→ Objective
Would you restate all the data that follows, word for word?

Stored entries
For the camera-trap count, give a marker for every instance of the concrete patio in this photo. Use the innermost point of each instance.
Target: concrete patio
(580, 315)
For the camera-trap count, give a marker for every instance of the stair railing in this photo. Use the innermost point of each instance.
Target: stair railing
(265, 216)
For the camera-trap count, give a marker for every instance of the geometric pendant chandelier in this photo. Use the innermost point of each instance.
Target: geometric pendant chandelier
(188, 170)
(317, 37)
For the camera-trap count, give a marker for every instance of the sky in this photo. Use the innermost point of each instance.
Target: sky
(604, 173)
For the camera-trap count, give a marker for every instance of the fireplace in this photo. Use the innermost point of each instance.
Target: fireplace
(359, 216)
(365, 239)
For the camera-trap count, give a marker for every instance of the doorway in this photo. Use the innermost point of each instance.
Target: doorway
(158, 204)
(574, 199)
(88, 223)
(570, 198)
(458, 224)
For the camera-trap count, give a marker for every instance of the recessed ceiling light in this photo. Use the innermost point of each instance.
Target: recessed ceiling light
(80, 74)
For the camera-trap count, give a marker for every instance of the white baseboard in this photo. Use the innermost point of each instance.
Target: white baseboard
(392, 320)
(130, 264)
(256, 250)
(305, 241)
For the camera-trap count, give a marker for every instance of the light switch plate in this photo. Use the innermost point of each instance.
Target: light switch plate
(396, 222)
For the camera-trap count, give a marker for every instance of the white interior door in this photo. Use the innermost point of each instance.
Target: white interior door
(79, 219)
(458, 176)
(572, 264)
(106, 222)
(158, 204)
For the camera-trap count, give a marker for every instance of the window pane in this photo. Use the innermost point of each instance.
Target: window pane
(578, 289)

→ Written response
For the camera-trap count, give a marker for every instance of the concrete patio in this photo. Use the innermost point of each instance.
Target: concrete patio
(580, 315)
For the camera-trap count, give a marker for every instance of the stair railing in this photo. Use the innermost point of each instance.
Target: stair railing
(265, 216)
For the camera-trap count, give a marker for every instance of the geometric pendant chandelier in this photo. Use the innermost point of each instance.
Target: geometric pendant chandelier
(188, 170)
(317, 37)
For the camera-trap count, give a marker for every instance of the sky in this photo. Use the innermost point of each instance.
Target: sky
(604, 173)
For the camera-trap count, give a marker for every instance of the fireplace in this photo. Use the innermost point of each instance.
Target: fireplace
(359, 216)
(365, 239)
For the camera-trap count, give a marker for every instance of the doorway in this photo. Use the innermost point of each instance.
Target: doorway
(158, 204)
(574, 199)
(88, 223)
(570, 198)
(458, 224)
For the camera-trap count, give a marker for every instance of the recessed ceiling light in this photo. Use the innermost point of each instance.
Target: recessed ceiling light
(80, 74)
For the camera-trap count, give a marker for every instance of the white baseboard in this photo. Use the innermost point of each instance.
Target: white baseboard
(392, 320)
(130, 264)
(256, 250)
(305, 241)
For the camera-trap count, give a marker for every instance of the light switch plate in this photo. Use the innermost point of each instance.
Target: light switch plate
(396, 222)
For the camera-trap count, give a marker for every instance of the white interior door in this photo. Use the innermost point of each instance.
Target: white interior door
(79, 219)
(458, 176)
(572, 264)
(106, 222)
(158, 204)
For the camera-trap count, give a marker for every instance of the window pane in this photo. Use the innermost point of each instance.
Target: window pane
(578, 289)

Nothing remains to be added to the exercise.